──────── DATA UNDER STUDY ────────

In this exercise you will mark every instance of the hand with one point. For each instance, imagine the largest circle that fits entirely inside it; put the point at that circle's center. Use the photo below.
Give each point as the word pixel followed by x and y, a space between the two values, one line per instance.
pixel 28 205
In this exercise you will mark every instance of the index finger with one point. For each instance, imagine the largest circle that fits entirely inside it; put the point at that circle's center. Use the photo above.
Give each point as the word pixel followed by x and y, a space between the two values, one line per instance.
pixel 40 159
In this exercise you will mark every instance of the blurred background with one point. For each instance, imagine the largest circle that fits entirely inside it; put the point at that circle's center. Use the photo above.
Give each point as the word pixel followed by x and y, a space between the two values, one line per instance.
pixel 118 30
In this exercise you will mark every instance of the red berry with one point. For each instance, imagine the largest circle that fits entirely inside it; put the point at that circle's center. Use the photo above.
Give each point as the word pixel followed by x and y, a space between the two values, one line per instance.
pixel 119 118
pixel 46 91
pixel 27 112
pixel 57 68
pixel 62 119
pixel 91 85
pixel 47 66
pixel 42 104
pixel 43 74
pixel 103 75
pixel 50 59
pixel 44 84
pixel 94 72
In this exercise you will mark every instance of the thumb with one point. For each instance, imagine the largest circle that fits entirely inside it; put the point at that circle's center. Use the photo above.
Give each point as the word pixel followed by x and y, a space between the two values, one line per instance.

────────

## WHAT YOU NEED TO DO
Your reply should hold only the lines from the first line of the records through the one with "In this exercise you will mark every instance of the red", reproduced word for word.

## RESULT BELOW
In this exercise you will mark every instance of the hand with one point. For each instance, imagine the largest circle that fits entirely inside it; put the point at that circle's center. Use the photo below.
Give each point as the word pixel followed by x and y, a space between the two values, one line per instance.
pixel 28 205
In this exercise you will mark every instance of the index finger with one point. For each instance, imagine the largest circle that fits entirely inside it; put the point at that circle's center. Use the photo above.
Give each point as the word pixel followed by x and y, a space between the two values, one line per instance.
pixel 40 159
In this exercise you will mark every instance of the blurred background with one point. For each instance, imagine the largest circle that fits entirely inside it; put the point at that circle's center. Use the photo above.
Give each point as the word pixel followed by x and y, a space between the two values, one line per instance.
pixel 118 30
In this exercise you will mark every instance of the red berry with one point. For each instance, imagine the largest circle that fits entirely inside it; put the point at that circle's center. Use the photo above.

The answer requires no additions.